→ **The input**:
::::

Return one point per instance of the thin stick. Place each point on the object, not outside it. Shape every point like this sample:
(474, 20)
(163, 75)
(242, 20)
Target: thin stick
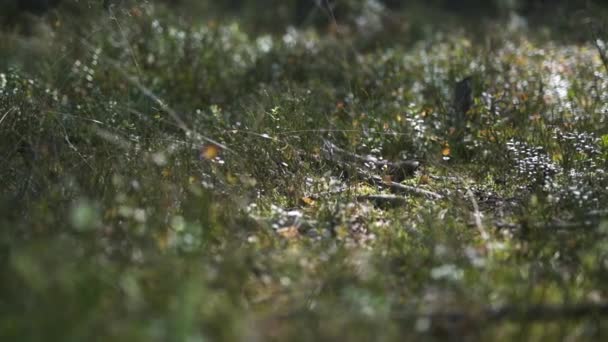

::::

→ **Work to complete**: Please copy out each line of the listing above that contains the string "stick".

→ **Written solution**:
Return one point per instance of the thin stick. Place each point on the object, not outside it. Shape every point like this sample:
Target: thin stick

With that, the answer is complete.